TRY IT: What lines below contain the string "yellow"? List them all.

(Records contained in a dataset)
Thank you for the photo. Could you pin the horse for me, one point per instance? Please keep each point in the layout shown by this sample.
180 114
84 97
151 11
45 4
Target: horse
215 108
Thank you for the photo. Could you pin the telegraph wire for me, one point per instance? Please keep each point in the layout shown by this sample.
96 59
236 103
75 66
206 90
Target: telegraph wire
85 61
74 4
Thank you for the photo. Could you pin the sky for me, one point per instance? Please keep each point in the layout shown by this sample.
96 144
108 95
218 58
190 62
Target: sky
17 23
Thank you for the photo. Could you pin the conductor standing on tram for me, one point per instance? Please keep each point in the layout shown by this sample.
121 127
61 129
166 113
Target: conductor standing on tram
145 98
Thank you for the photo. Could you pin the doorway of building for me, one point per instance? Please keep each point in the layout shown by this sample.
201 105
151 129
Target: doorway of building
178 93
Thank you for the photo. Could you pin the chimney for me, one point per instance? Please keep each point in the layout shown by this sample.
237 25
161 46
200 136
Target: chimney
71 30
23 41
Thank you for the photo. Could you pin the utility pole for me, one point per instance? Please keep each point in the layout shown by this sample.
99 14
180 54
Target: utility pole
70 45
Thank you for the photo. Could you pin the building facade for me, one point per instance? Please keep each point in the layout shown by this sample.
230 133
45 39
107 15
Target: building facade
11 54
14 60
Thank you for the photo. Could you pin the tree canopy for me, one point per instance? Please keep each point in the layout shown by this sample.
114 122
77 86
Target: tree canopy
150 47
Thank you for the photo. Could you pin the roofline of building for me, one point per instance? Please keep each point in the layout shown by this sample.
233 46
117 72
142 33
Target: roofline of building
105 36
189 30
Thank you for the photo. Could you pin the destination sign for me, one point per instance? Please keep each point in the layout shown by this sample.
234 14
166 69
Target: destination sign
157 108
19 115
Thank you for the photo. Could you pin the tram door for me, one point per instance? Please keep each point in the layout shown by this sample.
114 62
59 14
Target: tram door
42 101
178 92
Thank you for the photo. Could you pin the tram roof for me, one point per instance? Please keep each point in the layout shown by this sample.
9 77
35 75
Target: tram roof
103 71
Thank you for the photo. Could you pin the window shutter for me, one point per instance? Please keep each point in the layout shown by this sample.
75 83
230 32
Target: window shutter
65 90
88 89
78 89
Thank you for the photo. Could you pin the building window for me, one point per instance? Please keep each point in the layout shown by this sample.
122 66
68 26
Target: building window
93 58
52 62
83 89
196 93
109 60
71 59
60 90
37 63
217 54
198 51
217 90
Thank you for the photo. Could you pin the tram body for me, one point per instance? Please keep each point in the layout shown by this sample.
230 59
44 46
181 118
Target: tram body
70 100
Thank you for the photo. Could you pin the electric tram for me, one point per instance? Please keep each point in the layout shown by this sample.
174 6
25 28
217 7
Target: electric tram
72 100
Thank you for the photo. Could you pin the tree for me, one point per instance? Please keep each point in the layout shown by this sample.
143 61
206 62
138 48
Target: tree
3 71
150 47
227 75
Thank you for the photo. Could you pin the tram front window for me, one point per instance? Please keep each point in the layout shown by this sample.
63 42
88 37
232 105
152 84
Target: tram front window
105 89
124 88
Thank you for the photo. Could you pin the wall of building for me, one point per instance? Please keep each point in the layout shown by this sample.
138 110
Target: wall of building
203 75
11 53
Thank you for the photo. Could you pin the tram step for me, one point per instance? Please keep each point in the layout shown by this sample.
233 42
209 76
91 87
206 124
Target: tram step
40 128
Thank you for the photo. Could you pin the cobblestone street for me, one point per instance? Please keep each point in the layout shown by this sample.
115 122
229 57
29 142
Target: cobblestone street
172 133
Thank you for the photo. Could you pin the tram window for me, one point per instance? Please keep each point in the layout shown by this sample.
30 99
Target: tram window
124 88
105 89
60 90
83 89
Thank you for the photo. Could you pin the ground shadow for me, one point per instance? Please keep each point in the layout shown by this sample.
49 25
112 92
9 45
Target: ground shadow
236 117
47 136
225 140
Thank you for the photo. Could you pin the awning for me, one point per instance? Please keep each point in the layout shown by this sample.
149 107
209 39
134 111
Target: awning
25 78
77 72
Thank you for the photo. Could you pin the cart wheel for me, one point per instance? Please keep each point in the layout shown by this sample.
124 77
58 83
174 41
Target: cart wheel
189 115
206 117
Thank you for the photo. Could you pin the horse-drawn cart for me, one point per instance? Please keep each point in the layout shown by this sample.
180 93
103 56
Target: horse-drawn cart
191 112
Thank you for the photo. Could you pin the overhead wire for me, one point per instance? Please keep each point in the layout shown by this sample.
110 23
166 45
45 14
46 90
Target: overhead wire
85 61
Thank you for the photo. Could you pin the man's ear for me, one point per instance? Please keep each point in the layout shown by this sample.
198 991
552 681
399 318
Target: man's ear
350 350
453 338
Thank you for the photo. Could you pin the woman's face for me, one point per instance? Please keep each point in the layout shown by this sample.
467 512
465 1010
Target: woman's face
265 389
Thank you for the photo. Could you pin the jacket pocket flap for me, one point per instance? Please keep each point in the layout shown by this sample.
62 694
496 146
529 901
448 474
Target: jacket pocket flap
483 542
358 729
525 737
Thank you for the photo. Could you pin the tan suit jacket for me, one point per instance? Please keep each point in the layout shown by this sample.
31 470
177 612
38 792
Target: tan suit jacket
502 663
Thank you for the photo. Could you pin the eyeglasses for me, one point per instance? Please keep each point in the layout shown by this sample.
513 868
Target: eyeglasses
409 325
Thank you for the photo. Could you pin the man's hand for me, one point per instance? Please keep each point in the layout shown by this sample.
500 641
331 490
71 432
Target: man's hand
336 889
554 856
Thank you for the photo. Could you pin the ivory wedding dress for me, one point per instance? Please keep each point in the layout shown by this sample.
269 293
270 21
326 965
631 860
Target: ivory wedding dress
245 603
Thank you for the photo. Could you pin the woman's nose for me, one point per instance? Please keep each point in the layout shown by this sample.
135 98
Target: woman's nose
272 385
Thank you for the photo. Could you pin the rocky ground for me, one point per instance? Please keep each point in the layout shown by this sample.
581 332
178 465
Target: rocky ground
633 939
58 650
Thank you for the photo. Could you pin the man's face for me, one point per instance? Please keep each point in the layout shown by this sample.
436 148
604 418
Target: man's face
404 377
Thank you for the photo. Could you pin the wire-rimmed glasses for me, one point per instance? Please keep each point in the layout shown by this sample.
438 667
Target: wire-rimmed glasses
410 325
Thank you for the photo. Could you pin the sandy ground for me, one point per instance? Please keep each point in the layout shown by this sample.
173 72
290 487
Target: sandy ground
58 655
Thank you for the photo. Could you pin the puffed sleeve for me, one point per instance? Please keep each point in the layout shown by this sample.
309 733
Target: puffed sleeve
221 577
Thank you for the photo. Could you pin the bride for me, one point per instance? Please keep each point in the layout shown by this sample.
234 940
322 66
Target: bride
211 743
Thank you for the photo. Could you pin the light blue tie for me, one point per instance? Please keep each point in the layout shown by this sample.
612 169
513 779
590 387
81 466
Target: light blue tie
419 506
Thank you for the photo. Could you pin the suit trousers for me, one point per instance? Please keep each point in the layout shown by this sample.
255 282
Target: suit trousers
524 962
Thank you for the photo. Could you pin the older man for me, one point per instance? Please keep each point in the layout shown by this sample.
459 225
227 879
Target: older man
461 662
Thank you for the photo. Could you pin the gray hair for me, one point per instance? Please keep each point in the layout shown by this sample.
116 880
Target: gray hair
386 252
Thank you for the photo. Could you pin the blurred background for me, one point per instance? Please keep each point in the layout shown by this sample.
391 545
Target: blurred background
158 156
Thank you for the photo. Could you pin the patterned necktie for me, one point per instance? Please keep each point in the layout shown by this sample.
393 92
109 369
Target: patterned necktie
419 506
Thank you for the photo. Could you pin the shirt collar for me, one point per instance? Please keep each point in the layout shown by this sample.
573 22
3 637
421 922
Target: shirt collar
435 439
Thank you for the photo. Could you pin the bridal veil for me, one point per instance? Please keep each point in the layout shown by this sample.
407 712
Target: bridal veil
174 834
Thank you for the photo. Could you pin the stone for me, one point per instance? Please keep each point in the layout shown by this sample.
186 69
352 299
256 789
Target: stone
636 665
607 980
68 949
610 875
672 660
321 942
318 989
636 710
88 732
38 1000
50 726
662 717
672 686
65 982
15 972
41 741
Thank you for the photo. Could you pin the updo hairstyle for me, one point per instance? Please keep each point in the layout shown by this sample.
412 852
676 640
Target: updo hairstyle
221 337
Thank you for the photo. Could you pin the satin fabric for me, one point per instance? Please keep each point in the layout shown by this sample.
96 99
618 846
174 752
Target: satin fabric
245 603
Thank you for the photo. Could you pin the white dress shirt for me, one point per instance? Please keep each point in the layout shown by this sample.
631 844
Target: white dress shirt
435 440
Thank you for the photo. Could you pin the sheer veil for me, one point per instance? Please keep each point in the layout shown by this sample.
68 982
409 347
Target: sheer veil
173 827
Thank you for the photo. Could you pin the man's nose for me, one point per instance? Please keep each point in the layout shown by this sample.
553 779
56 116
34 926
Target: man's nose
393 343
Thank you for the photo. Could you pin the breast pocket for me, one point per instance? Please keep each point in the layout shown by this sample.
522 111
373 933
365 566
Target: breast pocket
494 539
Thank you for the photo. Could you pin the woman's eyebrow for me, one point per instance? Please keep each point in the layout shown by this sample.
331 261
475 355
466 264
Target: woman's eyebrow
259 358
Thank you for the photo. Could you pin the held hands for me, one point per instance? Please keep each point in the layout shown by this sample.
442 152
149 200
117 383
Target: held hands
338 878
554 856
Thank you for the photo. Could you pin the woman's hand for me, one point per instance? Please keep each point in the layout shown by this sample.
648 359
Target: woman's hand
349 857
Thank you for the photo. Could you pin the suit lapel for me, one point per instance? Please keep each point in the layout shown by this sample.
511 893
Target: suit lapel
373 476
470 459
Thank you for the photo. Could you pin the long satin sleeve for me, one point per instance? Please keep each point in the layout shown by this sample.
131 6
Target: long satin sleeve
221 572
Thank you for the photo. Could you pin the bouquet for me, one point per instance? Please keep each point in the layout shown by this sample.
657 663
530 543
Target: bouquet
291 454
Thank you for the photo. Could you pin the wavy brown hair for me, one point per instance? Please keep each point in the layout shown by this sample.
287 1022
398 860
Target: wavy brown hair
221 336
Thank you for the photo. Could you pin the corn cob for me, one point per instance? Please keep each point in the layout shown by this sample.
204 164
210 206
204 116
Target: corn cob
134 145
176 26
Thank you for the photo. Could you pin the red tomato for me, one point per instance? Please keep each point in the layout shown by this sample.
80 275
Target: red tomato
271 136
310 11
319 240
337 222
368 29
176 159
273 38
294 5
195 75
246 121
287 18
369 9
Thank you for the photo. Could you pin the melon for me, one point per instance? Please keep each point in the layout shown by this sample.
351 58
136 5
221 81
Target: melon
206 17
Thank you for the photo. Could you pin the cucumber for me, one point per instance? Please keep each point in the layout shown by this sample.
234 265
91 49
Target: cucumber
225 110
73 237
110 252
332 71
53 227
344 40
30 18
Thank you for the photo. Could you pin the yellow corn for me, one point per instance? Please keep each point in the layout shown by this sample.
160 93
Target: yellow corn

WRITTEN ANSWER:
Thank you for the photo. Could you pin the yellow corn for me, one point per instance? Please keep each point in the layout shown by this sample.
Target: yellow corn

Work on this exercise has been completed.